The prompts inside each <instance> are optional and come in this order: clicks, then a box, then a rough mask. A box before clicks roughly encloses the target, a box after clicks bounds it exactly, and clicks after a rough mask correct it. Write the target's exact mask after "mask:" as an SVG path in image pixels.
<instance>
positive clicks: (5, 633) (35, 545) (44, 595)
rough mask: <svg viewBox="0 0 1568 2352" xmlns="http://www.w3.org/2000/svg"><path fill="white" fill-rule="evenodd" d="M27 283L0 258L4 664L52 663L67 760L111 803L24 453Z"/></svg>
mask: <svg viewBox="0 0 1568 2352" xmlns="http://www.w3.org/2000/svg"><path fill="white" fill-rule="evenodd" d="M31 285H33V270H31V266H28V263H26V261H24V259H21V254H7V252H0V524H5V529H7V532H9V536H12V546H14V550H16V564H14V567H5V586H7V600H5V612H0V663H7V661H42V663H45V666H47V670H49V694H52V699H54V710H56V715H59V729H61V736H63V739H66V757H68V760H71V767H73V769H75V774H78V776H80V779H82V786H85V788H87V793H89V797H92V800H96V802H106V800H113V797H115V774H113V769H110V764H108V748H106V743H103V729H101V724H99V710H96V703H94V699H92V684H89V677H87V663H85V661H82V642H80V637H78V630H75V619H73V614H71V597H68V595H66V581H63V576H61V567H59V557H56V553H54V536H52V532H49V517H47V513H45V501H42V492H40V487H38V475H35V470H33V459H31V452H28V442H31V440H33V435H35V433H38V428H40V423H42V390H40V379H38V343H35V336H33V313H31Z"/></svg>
-*-
## [Work item]
Restate word for word only the lines running from the beginning of the data to the line holding "positive clicks: (5, 633) (35, 545) (44, 595)", both included.

## [Expected answer]
The prompts inside each <instance> are optional and come in this order: clicks, then a box, then a rough mask. A box before clicks roughly encloses the target, a box after clicks bounds it exactly, and clicks after a rough mask correct it. Write the target's exact mask after "mask:" as an SVG path in image pixels.
<instance>
positive clicks: (5, 633) (35, 545) (44, 595)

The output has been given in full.